# SHORT EXERCISE
In the items below, how many lines contain the word "jacket"? Reply with the number alone.

────────────────

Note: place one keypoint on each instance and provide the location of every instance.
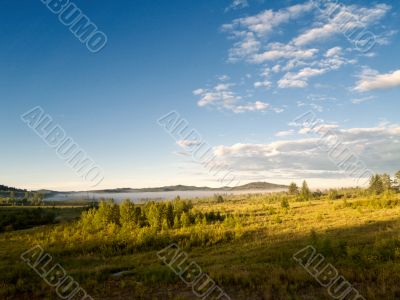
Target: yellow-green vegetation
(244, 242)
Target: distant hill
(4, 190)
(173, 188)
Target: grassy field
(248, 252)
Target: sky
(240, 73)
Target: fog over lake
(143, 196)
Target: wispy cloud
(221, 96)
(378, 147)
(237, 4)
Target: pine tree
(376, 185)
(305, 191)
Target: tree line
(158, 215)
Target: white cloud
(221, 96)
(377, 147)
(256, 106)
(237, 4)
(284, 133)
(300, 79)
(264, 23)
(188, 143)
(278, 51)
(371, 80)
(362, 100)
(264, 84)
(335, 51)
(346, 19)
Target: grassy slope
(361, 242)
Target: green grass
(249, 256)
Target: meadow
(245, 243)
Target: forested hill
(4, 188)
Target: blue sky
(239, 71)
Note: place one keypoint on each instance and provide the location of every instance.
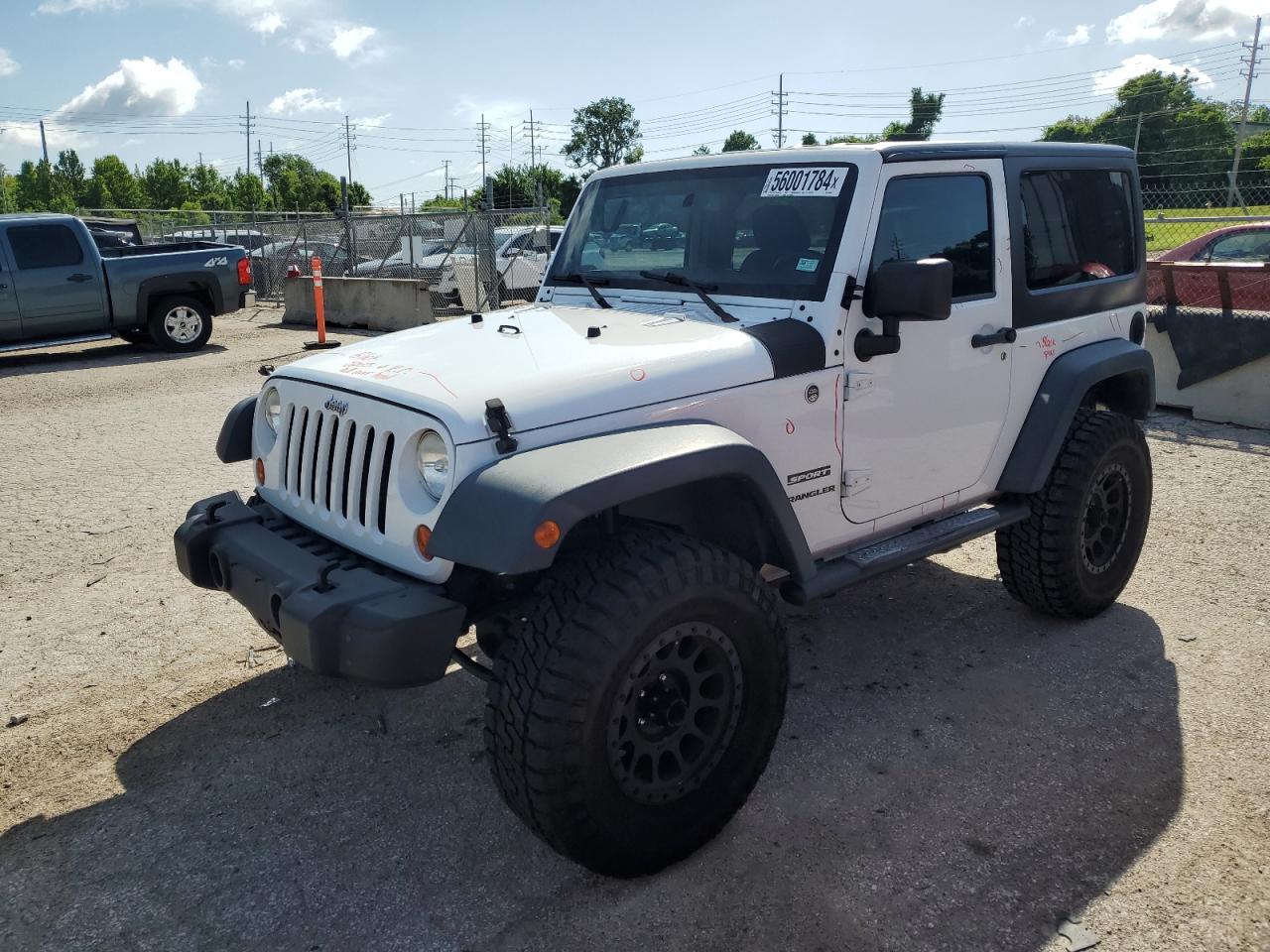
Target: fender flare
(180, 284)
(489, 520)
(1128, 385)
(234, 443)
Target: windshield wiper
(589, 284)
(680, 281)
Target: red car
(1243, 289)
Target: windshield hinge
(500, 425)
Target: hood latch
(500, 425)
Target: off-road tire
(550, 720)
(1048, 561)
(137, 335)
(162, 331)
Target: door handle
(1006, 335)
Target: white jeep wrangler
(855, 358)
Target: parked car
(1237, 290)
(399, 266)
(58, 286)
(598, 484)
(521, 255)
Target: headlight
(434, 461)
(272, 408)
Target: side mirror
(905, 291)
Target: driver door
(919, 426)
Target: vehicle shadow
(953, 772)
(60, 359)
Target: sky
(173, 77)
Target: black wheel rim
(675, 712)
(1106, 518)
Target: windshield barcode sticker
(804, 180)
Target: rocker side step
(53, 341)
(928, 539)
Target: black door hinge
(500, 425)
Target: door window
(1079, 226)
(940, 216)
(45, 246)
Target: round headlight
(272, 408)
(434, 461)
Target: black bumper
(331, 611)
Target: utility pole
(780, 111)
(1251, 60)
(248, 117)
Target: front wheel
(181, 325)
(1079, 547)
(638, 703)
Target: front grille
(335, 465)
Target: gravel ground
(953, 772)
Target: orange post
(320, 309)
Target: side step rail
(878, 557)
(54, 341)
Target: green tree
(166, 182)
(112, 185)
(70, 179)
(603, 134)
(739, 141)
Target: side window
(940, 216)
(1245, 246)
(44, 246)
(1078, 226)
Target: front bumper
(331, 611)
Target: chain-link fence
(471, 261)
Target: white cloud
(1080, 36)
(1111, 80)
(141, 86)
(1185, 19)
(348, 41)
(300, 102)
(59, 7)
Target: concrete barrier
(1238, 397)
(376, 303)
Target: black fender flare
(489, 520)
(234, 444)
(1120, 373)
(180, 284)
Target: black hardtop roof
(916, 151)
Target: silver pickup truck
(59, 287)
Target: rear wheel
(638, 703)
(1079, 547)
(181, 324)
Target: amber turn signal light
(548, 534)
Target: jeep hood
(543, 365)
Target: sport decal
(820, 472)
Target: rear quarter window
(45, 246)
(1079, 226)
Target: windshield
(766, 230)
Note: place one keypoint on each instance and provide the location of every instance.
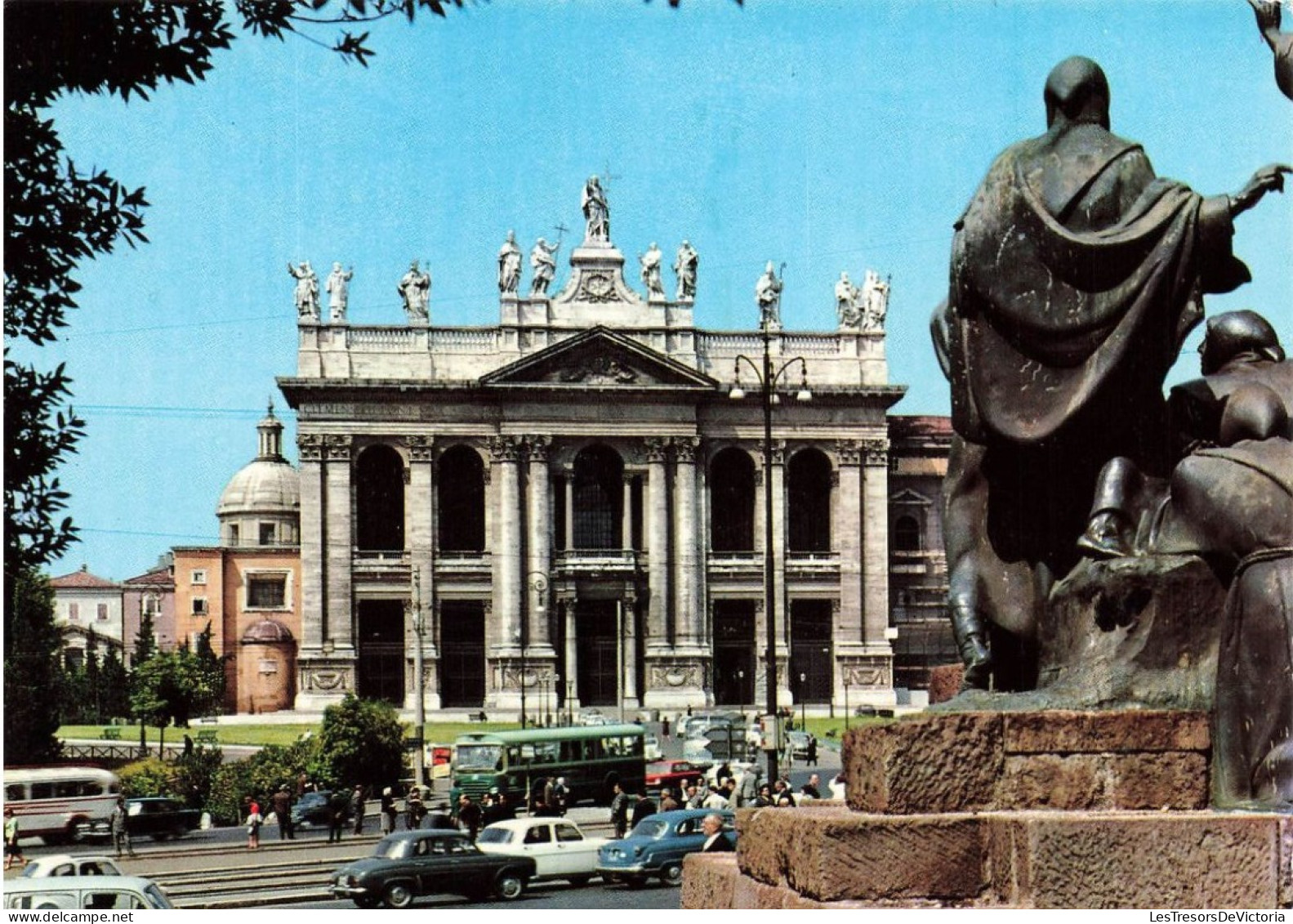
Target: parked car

────────────────

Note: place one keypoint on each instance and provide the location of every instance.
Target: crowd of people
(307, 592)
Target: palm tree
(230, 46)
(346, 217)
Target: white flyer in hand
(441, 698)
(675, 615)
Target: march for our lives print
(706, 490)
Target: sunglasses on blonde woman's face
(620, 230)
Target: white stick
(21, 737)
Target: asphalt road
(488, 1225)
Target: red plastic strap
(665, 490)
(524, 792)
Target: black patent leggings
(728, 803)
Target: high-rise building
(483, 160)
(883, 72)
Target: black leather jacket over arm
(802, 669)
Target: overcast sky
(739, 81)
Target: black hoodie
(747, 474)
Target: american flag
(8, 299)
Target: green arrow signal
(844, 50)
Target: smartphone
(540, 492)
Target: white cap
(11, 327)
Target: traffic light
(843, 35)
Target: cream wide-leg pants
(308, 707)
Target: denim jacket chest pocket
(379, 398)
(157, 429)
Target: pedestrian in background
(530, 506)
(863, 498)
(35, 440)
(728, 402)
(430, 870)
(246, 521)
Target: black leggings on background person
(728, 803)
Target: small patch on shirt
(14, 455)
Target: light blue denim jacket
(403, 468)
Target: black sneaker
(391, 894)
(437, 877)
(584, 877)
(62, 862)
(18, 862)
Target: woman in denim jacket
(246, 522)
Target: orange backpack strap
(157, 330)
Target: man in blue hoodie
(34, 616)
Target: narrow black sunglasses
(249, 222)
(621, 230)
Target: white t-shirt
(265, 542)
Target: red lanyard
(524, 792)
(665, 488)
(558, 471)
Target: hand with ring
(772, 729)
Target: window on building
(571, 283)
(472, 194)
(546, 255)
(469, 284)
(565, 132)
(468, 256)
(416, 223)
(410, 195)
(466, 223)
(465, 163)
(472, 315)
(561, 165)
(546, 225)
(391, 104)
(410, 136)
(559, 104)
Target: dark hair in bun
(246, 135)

────────────────

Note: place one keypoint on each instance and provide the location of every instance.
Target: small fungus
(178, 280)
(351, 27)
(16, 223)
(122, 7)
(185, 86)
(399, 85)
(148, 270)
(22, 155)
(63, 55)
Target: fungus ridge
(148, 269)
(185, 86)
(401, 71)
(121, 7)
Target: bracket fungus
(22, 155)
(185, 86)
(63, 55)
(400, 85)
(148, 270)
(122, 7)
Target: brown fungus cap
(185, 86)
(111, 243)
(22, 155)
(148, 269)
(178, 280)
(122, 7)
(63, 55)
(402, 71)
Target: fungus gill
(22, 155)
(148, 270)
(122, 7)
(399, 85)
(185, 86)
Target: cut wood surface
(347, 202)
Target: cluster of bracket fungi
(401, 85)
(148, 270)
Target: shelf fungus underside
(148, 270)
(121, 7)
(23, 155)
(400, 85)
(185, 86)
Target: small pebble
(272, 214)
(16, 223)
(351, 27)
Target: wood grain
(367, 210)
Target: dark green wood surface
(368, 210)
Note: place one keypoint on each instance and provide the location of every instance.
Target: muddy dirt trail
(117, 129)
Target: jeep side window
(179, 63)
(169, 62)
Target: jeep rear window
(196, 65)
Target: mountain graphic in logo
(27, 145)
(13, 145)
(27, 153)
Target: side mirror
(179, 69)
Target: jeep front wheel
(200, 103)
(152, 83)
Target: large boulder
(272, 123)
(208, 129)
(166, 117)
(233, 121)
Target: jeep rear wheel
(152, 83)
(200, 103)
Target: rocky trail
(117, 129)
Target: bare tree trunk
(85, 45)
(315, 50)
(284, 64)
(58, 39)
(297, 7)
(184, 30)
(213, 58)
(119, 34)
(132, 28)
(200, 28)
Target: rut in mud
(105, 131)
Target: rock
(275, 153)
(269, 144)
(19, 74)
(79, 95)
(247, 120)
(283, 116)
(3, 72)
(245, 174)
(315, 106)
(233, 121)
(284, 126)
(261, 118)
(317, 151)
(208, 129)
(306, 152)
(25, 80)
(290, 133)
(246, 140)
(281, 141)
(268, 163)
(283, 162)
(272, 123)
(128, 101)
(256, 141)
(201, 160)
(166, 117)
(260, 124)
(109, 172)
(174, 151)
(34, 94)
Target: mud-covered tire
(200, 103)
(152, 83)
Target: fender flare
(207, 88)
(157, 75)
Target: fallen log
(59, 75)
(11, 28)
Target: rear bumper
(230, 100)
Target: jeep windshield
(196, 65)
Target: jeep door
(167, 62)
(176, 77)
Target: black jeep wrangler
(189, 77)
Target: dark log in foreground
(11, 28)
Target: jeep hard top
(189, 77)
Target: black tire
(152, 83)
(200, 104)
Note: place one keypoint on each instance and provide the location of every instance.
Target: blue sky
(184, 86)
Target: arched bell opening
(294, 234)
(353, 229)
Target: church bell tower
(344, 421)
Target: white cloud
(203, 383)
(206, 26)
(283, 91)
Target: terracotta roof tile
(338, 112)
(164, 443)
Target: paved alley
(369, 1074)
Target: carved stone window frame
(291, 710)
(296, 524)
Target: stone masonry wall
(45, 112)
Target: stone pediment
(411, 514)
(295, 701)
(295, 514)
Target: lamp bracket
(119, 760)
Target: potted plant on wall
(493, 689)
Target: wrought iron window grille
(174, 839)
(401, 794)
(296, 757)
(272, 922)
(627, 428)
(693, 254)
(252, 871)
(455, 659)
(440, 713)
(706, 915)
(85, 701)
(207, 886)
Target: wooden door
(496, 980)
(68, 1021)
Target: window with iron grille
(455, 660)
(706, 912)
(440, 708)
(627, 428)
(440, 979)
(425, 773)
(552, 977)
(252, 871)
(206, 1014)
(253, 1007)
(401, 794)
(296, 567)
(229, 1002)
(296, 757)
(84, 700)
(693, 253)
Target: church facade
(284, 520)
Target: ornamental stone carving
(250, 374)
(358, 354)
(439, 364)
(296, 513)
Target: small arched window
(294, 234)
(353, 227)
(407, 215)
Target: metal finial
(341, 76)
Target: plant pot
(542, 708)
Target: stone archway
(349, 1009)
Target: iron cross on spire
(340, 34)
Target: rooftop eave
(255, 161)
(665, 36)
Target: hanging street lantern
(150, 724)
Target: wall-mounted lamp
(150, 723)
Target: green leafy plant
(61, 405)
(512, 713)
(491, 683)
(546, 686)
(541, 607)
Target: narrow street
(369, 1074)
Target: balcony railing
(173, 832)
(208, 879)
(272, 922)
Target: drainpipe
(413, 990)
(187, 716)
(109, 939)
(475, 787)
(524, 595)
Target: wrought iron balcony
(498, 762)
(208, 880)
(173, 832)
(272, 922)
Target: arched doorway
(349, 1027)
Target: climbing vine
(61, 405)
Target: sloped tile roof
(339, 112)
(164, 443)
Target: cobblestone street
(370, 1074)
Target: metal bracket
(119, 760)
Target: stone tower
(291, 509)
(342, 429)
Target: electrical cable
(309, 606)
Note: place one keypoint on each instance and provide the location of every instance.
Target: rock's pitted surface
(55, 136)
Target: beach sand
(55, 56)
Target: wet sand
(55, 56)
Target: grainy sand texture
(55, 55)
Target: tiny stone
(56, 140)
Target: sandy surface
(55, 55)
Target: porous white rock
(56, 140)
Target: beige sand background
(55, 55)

────────────────

# EXERCISE OUTPUT
4